→ **What to work on**
All lines from the line containing "32L0 28V60H5L3 52L6" up to and including the last line of the entries must be written out exactly, with no others.

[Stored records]

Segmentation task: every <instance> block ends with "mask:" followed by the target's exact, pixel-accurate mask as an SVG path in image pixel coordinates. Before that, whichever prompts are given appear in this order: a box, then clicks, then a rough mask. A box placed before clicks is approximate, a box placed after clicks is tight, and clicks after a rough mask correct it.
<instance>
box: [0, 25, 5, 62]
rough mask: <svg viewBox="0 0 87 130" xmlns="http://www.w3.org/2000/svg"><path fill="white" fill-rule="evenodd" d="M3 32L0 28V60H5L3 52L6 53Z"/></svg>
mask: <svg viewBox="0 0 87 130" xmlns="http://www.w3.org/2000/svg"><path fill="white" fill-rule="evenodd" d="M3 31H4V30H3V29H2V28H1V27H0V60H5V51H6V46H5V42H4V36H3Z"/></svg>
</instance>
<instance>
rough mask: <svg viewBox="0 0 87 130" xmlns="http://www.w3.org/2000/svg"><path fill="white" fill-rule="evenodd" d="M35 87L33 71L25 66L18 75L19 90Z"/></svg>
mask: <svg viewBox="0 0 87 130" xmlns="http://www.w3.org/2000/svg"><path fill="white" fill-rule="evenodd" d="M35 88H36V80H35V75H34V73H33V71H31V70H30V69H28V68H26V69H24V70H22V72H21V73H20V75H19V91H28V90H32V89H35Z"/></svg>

→ **Response to this exercise**
rough mask: <svg viewBox="0 0 87 130" xmlns="http://www.w3.org/2000/svg"><path fill="white" fill-rule="evenodd" d="M3 32L0 28V60H5L3 52L6 53Z"/></svg>
mask: <svg viewBox="0 0 87 130" xmlns="http://www.w3.org/2000/svg"><path fill="white" fill-rule="evenodd" d="M3 31H4V30H3V29H2V28H1V27H0V60H5V51H6V46H5V42H4V36H3Z"/></svg>
</instance>
<instance>
rough mask: <svg viewBox="0 0 87 130" xmlns="http://www.w3.org/2000/svg"><path fill="white" fill-rule="evenodd" d="M35 87L33 71L25 66L18 75L19 90Z"/></svg>
mask: <svg viewBox="0 0 87 130" xmlns="http://www.w3.org/2000/svg"><path fill="white" fill-rule="evenodd" d="M35 88H36V80H35V75H34V73H33V71H31V70H30V69H28V68H26V69H24V70H22V72H21V73H20V75H19V91H28V90H32V89H35Z"/></svg>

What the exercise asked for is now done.